_To do:_ Restate the lines word for word, from the first line of the records through the line containing "written like <point>15,391</point>.". Leave out the pictures and anything after that line.

_Source material:_
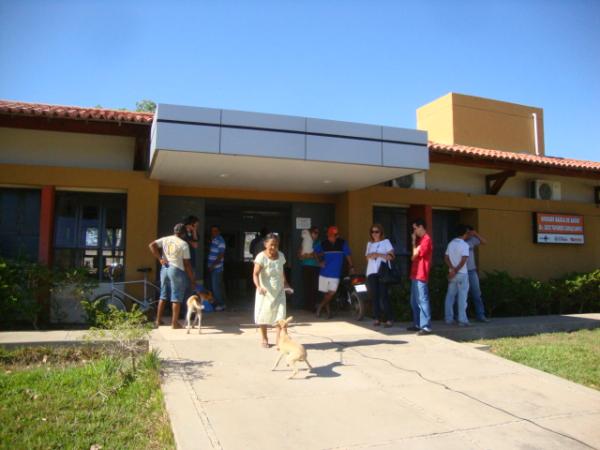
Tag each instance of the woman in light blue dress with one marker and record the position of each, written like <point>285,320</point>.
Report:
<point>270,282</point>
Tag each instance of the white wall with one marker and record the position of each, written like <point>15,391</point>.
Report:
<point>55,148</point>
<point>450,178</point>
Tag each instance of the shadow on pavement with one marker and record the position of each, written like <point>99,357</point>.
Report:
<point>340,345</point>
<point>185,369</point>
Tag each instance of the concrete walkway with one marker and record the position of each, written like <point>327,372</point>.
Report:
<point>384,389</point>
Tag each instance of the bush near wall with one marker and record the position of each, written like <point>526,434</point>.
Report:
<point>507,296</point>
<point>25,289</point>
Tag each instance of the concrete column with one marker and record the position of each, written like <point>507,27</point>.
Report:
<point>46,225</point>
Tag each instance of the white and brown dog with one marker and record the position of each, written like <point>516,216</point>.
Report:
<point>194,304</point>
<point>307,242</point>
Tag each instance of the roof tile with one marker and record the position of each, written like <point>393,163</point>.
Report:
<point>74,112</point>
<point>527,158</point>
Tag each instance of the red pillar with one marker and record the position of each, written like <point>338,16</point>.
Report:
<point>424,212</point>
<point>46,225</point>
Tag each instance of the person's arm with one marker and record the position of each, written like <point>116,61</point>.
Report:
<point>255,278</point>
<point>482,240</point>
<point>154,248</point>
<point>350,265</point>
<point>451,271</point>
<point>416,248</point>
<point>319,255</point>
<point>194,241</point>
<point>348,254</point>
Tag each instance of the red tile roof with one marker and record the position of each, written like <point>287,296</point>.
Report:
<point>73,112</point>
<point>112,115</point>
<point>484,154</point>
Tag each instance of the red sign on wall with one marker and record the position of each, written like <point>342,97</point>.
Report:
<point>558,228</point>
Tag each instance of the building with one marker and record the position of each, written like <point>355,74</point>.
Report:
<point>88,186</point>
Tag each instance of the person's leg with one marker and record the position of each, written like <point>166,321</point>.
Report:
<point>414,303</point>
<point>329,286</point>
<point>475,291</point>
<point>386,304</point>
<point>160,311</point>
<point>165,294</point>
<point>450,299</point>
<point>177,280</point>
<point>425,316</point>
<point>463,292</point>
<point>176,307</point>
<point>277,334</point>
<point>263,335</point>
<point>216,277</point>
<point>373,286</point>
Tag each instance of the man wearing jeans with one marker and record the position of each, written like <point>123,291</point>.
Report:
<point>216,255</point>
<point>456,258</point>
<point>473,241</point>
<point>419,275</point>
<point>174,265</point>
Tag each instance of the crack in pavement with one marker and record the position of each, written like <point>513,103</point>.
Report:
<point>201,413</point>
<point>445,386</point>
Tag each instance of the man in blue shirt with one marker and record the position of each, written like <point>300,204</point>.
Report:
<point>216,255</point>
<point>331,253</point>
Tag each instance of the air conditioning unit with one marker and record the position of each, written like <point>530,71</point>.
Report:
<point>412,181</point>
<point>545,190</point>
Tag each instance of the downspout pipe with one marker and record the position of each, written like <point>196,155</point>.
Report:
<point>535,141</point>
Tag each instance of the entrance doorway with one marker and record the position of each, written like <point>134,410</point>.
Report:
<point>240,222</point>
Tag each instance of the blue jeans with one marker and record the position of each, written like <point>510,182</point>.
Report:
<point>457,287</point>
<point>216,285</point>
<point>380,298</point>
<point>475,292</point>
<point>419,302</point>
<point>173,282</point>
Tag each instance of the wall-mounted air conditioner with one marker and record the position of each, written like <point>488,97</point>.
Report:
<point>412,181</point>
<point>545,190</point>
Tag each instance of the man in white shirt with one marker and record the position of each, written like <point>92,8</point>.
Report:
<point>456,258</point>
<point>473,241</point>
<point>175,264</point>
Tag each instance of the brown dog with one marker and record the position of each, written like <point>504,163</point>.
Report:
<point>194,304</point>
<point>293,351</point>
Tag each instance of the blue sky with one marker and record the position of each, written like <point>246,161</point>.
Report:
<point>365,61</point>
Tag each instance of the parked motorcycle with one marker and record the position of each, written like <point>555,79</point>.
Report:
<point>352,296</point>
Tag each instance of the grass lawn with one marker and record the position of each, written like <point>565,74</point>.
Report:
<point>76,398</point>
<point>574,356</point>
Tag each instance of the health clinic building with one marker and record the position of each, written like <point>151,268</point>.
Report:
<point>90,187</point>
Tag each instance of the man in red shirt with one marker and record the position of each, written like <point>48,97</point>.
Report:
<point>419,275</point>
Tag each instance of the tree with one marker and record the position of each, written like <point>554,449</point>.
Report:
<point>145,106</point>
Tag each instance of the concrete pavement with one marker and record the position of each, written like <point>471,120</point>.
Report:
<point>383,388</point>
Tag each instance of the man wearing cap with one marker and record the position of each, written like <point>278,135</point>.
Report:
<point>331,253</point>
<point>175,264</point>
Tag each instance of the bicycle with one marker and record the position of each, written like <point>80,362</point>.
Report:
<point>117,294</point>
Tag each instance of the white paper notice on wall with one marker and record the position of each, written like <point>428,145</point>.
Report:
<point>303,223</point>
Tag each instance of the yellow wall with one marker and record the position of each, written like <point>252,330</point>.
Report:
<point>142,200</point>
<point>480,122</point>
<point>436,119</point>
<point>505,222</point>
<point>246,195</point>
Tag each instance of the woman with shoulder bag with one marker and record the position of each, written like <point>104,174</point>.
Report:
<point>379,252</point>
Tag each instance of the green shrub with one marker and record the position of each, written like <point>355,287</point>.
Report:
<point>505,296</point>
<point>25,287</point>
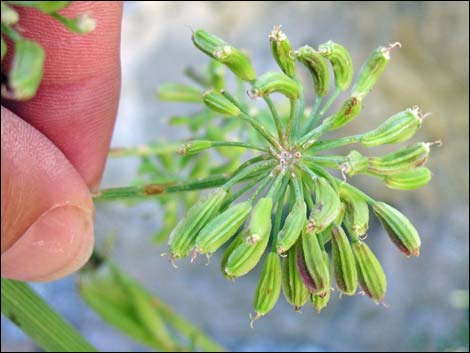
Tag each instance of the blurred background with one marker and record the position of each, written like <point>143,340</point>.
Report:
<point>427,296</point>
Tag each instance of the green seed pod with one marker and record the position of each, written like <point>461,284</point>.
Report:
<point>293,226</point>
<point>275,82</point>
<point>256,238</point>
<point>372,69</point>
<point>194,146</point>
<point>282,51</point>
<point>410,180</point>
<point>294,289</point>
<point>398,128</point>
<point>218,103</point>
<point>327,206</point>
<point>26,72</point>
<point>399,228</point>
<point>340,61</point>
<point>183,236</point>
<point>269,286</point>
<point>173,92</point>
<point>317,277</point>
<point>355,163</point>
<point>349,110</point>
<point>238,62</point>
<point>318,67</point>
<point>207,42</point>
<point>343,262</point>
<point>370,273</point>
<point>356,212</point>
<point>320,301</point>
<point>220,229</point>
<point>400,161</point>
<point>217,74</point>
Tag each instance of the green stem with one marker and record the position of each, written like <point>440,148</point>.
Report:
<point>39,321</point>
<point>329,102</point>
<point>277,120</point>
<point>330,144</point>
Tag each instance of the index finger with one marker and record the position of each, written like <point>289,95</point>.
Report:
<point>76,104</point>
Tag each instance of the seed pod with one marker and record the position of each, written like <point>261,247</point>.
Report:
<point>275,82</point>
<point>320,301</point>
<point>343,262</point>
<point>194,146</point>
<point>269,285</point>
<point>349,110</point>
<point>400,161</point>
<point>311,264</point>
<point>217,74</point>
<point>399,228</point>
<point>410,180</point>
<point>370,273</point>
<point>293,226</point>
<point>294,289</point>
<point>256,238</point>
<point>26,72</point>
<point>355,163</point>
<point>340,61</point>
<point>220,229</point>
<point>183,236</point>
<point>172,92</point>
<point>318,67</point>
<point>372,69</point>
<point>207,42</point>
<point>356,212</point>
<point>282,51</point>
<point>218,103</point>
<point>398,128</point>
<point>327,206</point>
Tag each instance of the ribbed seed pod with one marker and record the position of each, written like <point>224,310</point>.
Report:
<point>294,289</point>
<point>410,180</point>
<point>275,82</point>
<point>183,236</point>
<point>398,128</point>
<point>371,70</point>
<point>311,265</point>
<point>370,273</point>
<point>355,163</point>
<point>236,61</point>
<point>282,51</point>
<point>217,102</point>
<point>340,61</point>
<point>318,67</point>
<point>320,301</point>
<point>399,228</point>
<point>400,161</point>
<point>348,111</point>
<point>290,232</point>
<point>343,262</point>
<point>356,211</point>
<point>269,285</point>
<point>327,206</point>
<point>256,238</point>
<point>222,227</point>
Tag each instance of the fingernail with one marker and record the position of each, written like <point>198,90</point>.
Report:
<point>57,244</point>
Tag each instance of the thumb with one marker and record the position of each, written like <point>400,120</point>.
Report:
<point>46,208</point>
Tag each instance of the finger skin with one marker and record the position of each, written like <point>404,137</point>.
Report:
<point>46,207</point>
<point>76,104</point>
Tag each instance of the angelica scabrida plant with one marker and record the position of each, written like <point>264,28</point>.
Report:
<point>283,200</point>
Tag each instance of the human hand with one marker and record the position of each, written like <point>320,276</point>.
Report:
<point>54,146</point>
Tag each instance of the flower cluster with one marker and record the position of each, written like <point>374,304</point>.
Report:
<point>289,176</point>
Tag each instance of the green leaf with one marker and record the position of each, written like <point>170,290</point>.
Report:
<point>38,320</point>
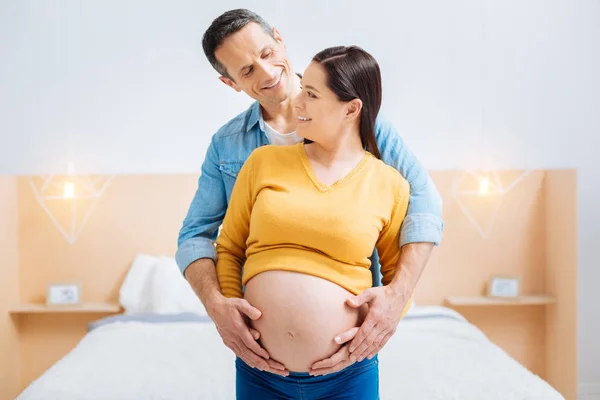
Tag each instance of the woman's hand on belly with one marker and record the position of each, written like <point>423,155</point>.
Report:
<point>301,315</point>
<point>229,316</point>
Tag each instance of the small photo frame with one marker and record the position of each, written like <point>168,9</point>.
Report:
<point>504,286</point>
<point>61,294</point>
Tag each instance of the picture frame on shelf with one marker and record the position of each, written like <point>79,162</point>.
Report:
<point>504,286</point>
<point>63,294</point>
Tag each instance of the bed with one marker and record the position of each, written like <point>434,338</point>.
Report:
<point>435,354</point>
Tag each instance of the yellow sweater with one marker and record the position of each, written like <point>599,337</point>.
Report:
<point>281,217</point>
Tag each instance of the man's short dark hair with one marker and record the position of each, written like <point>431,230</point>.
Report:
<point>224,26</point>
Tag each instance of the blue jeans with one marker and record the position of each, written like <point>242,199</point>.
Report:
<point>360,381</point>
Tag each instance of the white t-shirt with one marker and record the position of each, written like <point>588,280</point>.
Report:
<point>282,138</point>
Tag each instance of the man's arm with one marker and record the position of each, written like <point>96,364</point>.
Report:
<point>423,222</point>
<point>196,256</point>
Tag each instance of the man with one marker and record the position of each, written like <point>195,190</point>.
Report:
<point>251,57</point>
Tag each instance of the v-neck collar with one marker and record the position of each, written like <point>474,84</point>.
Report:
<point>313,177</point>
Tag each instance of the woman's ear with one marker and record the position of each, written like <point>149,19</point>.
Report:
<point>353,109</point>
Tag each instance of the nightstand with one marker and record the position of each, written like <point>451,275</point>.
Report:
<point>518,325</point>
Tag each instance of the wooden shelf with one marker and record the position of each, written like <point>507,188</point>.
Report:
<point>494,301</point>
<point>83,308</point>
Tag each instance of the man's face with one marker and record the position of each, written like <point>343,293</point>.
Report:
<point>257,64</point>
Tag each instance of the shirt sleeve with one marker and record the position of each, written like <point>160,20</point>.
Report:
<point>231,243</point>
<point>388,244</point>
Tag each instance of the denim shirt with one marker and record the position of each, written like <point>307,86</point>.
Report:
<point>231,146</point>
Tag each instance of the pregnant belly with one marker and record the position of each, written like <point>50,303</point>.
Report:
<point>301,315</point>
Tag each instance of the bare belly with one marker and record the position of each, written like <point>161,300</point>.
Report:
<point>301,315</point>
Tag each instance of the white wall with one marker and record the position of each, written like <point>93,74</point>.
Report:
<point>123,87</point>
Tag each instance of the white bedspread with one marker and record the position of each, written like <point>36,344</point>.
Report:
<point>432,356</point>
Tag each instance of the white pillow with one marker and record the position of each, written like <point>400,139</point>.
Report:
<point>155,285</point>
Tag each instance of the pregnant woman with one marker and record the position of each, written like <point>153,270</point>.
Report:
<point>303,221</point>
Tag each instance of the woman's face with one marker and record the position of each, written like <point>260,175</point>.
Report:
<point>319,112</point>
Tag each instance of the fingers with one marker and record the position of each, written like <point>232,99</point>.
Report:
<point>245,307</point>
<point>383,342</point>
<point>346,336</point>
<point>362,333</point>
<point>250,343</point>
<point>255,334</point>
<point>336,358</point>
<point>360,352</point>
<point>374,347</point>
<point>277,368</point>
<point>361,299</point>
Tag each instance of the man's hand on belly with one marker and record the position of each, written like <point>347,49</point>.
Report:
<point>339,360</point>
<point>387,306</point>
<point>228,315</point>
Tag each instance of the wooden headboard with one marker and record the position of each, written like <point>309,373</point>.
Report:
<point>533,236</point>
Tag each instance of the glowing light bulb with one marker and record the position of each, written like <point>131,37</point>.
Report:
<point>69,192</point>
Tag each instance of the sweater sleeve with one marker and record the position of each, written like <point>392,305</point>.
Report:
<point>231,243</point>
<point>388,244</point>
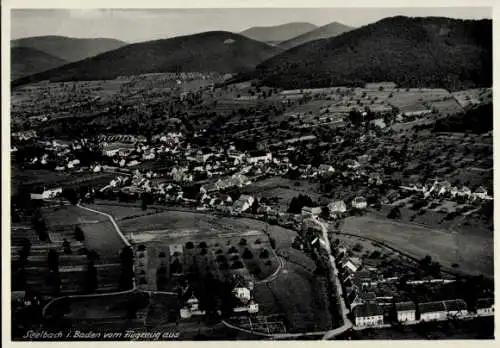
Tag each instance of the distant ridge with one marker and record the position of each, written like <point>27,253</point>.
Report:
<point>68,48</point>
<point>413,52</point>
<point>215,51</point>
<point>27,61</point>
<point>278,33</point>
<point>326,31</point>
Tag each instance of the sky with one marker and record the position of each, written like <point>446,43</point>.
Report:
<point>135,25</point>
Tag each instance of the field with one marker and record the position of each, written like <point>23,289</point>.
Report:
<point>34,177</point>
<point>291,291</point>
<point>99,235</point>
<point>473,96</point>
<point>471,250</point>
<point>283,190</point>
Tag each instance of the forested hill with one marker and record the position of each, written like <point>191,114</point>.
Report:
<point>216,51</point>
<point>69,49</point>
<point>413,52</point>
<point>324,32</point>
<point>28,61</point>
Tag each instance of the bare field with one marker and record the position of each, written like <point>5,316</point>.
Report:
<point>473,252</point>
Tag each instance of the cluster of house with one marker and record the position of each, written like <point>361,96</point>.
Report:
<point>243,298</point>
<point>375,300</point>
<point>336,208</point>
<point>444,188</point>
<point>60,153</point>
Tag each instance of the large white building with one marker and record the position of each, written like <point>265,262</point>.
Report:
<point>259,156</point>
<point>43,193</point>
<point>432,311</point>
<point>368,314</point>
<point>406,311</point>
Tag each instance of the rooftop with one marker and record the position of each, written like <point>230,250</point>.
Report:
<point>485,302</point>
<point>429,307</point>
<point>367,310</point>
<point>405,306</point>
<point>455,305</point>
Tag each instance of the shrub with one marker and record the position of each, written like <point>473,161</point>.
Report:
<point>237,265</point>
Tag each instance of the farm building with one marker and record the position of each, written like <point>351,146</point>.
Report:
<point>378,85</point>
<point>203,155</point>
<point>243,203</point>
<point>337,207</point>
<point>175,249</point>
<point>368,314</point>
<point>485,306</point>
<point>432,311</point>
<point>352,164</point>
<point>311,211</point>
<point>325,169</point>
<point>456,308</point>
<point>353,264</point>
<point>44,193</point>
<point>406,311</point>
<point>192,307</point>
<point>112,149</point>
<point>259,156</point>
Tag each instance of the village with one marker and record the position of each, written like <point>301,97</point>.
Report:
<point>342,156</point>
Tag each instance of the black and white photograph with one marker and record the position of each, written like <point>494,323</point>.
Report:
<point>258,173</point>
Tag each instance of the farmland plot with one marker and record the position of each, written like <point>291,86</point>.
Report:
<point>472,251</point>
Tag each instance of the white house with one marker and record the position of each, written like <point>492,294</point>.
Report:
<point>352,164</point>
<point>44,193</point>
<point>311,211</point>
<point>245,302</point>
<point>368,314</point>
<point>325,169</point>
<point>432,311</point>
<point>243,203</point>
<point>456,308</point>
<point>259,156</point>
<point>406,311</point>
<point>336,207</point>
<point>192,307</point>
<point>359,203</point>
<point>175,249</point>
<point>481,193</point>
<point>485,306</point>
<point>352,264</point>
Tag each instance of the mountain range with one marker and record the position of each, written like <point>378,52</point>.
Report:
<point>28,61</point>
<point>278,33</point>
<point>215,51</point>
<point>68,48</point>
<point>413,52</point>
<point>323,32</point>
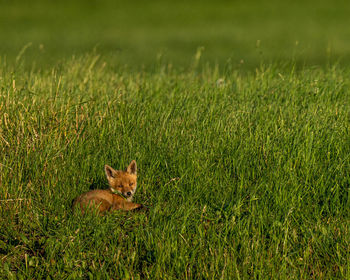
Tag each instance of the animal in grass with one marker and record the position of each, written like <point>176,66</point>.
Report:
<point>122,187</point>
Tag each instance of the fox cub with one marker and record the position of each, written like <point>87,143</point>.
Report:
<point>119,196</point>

_Final answer:_
Tag each instance of the woman in light blue dress with one marker and record the position of each, written like <point>285,320</point>.
Report:
<point>270,282</point>
Tag each instance of the white wall with one marker and record the position of each, written like <point>15,391</point>.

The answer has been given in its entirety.